* WRITTEN INSTRUCTION A
Pick out every line in the rows below that contains the string "ground", and copy each one.

* TEXT SECTION

◇ ◇ ◇ ◇ ◇ ◇ ◇

## W261 Machine Learning at Scale

**Names** Safyre Anderson, Howard Wen , Vamsi Sakhamuri

**Emails** safyre@berkeley.edu, howard.wen1@gmail.com, vamsi@ischool.berkeley.edu

**Time** of Initial Submission: March 10th, 2016 8am PST

**Section** W261-3, Spring 2016

Week 9 Homework

## ====================================
## ===HW 9.0: Short answer questions===

*What is PageRank and what is it used for in the context of web search?*



**ANSWER**

PageRank is a query-independent algorithm and metric for measuring the quality of web pages with respect to a web search query.  PageRanks are calculated based on the hyperlink structure of linked webpages. On a high level, PageRanks are determined via the distribution of times spent on each page. The times spent on a page are correlated to the number of links going into and out of a page.  Pages with more links point towards them (and therefore have higher probabilities of being landed on) are ranked higher than those that do not. Therefore, in web search, a web search engine will return results of a user query in the order of page ranks.

To determine the quality of a page, each page can be seen as a state in a Markov Process and a node in a graph, with links as edges between nodes. In the Markov Process, the weights of the edges are the transition probabilities ($P_{ij}$) between one state ($i$) to another ($j$). The steady state probability distributions of landing on any given page are determined by applying the Markov process to the web graph, and power iteration methods to construct a transition matrix $P$ and compute the steady-state left eigenvector:

<center> $\mathbf{v_0} = \mathbf{v_0}P$</center>

where $\mathbf{v_0}$ is better known as the PageRank vector.




*What modifications have to be made to the webgraph in order to leverage the machinery of Markov Chains to 
compute the steady state distibuton?*


**ANSWER**

Viewing pages as (memoryless) states of the chain and the webgraph as a transition matrix, which captures the stochastic probabilities for each transition between states (pages). Furthermore, in order for the steady state probabilities to converge, we need to ensure that our probability matrix is primitive and stochastic. Primitive transition matrices imply that we have a well-behaved graph: All nodes can be reached from every other node, and our graph is aperiodic. To ensure aperiodicity to the graph, we can add self-looping edges to cyclic nodes. Additionally, to ensure stochasticity, we need to include the ability to *teleport* from dangling edges--edges that lead to dead-end nodes.  To accomplish this, we include an arbitrary probability (usually around 15%) of teleporting from a dangling edge to any other page/state within the graph.

◇ ◇ ◇ ◇ ◇ ◇ ◇

* DATA FOR PROCESSING
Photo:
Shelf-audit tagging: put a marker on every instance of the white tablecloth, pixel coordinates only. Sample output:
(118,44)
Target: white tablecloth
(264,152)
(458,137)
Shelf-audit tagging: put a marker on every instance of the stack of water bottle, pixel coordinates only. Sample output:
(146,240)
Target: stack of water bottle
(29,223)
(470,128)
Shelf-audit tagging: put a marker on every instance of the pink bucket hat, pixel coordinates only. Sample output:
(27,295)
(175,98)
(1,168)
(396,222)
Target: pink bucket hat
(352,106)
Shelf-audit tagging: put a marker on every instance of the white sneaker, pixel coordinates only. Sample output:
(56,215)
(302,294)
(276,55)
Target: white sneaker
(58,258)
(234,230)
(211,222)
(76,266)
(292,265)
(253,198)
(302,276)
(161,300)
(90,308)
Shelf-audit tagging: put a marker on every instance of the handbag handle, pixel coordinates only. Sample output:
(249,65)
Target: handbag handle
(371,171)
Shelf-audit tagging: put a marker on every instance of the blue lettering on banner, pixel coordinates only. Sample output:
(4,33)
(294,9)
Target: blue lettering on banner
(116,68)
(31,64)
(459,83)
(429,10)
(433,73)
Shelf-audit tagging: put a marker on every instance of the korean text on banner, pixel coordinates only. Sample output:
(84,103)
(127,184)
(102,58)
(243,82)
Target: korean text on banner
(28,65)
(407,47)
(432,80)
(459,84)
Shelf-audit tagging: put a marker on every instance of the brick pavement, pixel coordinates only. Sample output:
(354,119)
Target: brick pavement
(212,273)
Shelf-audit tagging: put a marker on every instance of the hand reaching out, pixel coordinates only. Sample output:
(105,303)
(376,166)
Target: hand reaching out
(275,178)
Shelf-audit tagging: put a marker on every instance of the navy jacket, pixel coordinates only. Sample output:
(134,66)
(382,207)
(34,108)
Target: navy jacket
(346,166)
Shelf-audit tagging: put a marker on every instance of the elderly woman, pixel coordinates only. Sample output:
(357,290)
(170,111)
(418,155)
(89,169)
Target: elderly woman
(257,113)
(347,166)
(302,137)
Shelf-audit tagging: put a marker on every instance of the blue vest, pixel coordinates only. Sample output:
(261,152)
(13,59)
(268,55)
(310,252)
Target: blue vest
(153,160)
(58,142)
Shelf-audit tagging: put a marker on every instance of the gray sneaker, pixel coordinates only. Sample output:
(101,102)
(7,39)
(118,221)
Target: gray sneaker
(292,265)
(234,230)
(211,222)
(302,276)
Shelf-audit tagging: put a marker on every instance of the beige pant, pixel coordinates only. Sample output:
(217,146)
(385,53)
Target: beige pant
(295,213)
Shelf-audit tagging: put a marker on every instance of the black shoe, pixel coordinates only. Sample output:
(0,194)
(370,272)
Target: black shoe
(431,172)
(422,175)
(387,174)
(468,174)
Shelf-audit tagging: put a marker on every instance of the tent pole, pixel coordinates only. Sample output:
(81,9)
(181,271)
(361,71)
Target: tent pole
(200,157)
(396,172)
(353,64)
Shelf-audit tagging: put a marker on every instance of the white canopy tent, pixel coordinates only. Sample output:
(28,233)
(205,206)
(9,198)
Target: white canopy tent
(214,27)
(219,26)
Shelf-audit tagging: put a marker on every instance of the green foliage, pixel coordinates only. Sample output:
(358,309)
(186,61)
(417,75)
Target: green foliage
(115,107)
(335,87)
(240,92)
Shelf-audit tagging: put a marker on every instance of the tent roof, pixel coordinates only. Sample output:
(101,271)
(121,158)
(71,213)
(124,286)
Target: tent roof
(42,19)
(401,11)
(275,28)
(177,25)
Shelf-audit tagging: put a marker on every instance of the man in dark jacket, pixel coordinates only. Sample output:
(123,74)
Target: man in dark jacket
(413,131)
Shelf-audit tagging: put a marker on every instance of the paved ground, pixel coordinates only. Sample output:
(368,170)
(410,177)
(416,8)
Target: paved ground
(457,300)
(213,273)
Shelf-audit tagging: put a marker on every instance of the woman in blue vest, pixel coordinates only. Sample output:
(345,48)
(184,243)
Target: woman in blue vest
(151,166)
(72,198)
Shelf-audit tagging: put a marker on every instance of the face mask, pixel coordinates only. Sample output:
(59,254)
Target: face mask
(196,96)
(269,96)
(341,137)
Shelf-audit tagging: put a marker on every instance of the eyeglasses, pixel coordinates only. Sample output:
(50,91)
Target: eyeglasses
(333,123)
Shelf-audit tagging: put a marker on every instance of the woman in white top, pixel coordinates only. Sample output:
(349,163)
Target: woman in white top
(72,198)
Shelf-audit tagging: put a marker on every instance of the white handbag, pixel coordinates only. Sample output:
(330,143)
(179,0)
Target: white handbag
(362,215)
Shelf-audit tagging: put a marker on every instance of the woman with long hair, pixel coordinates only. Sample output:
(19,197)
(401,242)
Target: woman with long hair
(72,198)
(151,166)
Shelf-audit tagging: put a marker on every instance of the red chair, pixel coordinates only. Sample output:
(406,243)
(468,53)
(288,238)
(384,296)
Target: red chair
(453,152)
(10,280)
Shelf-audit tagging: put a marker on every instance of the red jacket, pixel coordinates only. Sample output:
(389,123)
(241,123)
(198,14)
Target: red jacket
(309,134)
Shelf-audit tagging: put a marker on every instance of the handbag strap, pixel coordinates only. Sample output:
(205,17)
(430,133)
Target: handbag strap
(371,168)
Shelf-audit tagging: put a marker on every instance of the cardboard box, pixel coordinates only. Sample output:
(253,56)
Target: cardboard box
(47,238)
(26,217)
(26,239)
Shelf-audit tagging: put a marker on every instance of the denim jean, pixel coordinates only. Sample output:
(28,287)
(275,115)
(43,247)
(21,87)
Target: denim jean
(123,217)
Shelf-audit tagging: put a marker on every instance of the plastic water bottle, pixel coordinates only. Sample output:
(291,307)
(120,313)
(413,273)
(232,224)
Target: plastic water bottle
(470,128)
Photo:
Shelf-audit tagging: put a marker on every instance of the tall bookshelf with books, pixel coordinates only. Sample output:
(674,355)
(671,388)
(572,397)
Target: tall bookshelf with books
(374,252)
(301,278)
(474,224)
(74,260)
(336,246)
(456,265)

◇ ◇ ◇ ◇ ◇ ◇ ◇

* WRITTEN INSTRUCTION B
In the PageRank homework above, what is usually the probability of teleporting from a dangling edge to another page?

* EXPECTED OUTPUT A
Shelf-audit tagging: put a marker on every instance of the paved ground, pixel coordinates only. Sample output:
Target: paved ground

* EXPECTED OUTPUT B
Around 15%.